* [Task directions]: Can you switch "white paper sheet" to "blank paper page" in everything from the start of the items down to the line containing "POLYGON ((322 417, 299", and give back only those lines with nothing else changed?

* [Records]:
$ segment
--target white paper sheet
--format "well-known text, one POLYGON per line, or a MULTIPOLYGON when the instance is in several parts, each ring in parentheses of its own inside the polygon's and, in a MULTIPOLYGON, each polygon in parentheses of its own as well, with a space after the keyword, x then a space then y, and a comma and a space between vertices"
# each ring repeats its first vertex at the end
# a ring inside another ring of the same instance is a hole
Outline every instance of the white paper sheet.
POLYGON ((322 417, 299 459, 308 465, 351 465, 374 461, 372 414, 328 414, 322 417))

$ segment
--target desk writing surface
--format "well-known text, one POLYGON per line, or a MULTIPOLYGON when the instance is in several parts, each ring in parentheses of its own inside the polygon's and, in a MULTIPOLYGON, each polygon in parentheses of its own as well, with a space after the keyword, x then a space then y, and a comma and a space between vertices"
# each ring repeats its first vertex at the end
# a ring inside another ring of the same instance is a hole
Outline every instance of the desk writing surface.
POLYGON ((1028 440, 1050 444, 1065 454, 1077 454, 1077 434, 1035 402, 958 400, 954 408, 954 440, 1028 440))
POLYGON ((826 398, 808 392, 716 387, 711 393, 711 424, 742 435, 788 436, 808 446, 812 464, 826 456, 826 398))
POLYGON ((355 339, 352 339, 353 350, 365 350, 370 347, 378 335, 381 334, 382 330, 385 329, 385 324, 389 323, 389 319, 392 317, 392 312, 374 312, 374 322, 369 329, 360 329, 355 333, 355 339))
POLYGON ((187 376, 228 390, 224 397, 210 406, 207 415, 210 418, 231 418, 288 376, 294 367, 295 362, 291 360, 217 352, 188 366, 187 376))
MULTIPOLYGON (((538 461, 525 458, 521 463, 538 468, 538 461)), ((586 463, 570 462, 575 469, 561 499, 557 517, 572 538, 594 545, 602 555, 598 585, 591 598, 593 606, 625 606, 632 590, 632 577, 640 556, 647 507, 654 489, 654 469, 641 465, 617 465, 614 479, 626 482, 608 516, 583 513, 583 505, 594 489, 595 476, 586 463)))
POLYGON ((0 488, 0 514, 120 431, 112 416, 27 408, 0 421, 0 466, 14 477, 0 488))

* [Response for this exercise]:
$ segment
--target blank paper page
--format "well-known text, one POLYGON per line, or a MULTIPOLYGON when the instance is in several parts, each ring in parentheses of its own inside the polygon's and, in a MULTIPOLYGON, each polygon in parentheses of its own as well, with a space after the keyword, x then a space then y, and a comma and a space between vertices"
# each ring repeats its first vertex at the end
# a ring inside another ring of the same instance is a hole
Outline every instance of the blank paper page.
POLYGON ((322 417, 299 459, 308 465, 351 465, 374 461, 372 414, 328 414, 322 417))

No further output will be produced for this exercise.